Exercise requirements: If a line in the data holds "below", copy that line out in full.

-- Opening Marker --

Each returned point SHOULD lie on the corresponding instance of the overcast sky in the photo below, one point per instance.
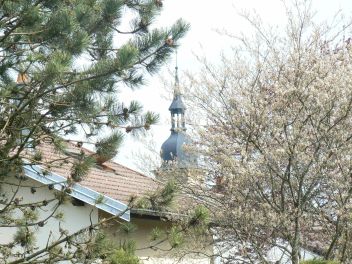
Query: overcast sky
(205, 17)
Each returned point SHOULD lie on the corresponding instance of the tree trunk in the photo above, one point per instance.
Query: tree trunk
(296, 242)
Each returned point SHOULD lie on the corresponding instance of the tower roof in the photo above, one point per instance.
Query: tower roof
(177, 105)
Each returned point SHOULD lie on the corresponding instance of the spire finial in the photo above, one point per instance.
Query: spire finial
(177, 82)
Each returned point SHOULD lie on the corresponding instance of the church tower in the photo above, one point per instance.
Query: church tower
(172, 151)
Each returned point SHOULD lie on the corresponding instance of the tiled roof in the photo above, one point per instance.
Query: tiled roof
(111, 179)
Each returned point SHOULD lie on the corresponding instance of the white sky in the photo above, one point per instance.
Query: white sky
(204, 17)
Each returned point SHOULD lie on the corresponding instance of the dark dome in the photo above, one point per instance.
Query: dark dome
(177, 105)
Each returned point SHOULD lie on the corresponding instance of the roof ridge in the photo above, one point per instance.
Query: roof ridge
(110, 161)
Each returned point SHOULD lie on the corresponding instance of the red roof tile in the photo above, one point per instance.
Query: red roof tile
(111, 179)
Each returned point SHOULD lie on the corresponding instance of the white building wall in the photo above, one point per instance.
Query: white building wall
(74, 217)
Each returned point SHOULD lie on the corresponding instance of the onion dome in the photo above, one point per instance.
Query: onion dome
(172, 149)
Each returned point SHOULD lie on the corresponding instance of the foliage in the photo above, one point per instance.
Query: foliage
(319, 262)
(276, 140)
(70, 58)
(123, 257)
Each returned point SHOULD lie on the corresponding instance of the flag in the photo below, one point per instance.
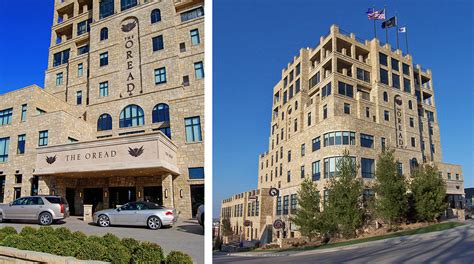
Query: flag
(375, 15)
(392, 22)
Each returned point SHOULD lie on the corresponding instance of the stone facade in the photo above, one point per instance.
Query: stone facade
(82, 84)
(348, 94)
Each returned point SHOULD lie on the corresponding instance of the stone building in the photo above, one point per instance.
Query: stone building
(355, 95)
(121, 116)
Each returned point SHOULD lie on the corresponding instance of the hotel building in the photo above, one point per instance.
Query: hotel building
(121, 116)
(344, 94)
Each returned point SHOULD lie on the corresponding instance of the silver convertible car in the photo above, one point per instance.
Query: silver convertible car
(137, 214)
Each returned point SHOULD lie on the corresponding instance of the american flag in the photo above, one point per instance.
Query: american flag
(375, 15)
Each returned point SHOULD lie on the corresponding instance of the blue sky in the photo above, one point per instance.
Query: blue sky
(254, 40)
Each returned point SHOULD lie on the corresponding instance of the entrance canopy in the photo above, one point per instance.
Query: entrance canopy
(138, 155)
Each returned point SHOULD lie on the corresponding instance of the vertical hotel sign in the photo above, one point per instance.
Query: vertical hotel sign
(399, 124)
(131, 57)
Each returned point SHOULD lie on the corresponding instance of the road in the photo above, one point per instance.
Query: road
(185, 235)
(448, 246)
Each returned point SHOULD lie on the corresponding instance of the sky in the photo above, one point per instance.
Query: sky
(255, 39)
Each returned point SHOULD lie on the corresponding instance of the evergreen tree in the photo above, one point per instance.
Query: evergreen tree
(391, 201)
(344, 207)
(429, 192)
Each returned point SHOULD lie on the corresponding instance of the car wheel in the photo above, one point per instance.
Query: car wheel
(104, 221)
(154, 222)
(45, 218)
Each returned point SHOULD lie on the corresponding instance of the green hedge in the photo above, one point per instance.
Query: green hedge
(110, 248)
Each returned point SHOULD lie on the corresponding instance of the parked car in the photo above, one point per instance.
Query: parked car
(200, 215)
(152, 215)
(45, 209)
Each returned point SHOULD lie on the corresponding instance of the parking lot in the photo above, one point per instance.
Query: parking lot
(185, 235)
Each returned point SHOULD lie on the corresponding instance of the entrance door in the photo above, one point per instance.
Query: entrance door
(121, 196)
(93, 196)
(70, 195)
(197, 197)
(153, 194)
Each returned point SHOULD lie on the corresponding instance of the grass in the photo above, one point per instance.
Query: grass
(421, 230)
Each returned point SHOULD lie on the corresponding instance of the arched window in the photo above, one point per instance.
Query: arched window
(161, 113)
(131, 116)
(104, 122)
(155, 16)
(104, 34)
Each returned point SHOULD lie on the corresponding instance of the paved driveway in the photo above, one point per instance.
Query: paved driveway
(449, 246)
(185, 235)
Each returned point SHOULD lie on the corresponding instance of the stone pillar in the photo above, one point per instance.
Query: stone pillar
(168, 193)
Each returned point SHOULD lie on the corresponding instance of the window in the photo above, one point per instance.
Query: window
(83, 27)
(192, 14)
(395, 65)
(126, 4)
(406, 85)
(4, 144)
(326, 90)
(132, 116)
(61, 58)
(199, 70)
(106, 8)
(155, 16)
(316, 143)
(383, 76)
(383, 59)
(406, 69)
(366, 141)
(160, 75)
(104, 59)
(396, 80)
(104, 122)
(157, 43)
(23, 113)
(195, 40)
(80, 69)
(6, 116)
(161, 113)
(43, 138)
(316, 171)
(363, 75)
(79, 97)
(104, 89)
(346, 89)
(59, 79)
(193, 129)
(368, 168)
(104, 34)
(196, 173)
(21, 144)
(347, 108)
(339, 138)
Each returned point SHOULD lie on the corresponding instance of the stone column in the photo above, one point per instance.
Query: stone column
(168, 193)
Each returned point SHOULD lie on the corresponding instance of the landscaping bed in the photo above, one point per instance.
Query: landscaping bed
(62, 242)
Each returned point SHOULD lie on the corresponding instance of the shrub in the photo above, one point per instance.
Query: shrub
(148, 253)
(177, 257)
(92, 250)
(28, 230)
(131, 244)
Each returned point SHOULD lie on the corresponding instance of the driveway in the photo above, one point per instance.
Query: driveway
(185, 235)
(454, 245)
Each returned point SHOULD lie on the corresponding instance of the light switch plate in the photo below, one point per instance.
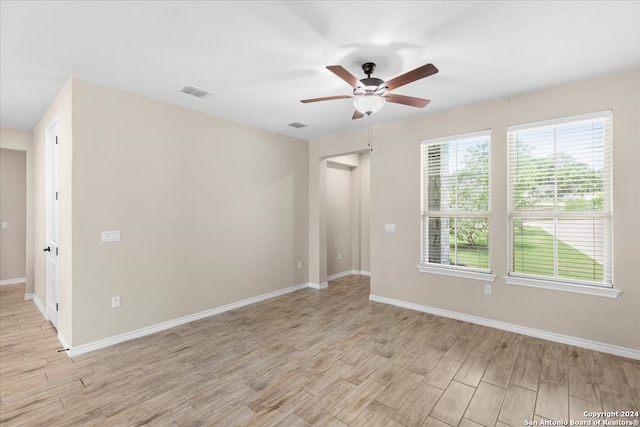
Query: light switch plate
(110, 236)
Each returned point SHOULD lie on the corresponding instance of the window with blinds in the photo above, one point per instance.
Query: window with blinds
(455, 202)
(560, 208)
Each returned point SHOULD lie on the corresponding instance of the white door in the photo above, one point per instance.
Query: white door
(53, 229)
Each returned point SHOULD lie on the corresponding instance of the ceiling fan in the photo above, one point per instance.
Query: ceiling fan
(371, 93)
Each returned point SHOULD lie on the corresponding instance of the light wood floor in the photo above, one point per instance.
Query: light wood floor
(312, 357)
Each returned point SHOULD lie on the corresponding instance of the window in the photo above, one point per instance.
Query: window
(560, 212)
(455, 203)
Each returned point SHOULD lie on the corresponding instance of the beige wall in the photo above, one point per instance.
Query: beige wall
(22, 140)
(395, 198)
(13, 213)
(210, 212)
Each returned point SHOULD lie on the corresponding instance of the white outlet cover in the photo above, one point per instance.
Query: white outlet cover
(110, 236)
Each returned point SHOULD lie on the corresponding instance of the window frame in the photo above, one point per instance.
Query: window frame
(604, 288)
(425, 214)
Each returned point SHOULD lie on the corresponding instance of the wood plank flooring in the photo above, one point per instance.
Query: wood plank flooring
(325, 358)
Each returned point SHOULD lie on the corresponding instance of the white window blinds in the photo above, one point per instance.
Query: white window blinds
(559, 193)
(455, 201)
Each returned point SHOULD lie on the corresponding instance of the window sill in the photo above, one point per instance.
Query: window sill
(465, 274)
(565, 287)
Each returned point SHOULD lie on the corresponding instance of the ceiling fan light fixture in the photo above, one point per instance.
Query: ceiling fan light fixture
(369, 104)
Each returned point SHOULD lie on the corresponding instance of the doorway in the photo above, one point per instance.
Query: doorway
(347, 215)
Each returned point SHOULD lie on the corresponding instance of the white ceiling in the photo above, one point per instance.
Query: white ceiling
(260, 58)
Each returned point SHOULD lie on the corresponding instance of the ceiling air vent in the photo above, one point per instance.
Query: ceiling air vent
(298, 125)
(195, 91)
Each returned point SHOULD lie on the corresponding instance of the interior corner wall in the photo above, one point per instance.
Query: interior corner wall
(210, 212)
(22, 140)
(13, 213)
(395, 198)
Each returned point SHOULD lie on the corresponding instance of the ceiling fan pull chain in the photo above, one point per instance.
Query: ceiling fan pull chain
(370, 135)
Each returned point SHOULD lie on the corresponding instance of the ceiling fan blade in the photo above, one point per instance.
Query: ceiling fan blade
(326, 98)
(407, 100)
(411, 76)
(339, 71)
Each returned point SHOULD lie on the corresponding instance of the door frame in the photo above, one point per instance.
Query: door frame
(52, 218)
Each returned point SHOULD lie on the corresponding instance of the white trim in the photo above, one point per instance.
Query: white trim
(458, 272)
(322, 285)
(348, 273)
(537, 333)
(96, 345)
(13, 281)
(566, 287)
(457, 137)
(65, 344)
(606, 114)
(40, 306)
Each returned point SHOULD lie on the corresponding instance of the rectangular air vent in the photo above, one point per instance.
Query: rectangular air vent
(195, 91)
(298, 125)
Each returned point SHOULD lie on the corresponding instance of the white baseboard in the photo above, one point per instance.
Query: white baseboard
(13, 281)
(537, 333)
(323, 285)
(348, 273)
(63, 341)
(96, 345)
(339, 275)
(40, 306)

-- Closing Marker --

Reply:
Each returned point SHOULD lie on the corresponding instance of the overcast sky in the photo below, one point per instance.
Each returned point SHOULD lie on the corresponding instance of the flag in the photo below, one point per instance.
Each returned point SHOULD lie on the corresponding instance of the light switch plate in the photo below, one point per instance.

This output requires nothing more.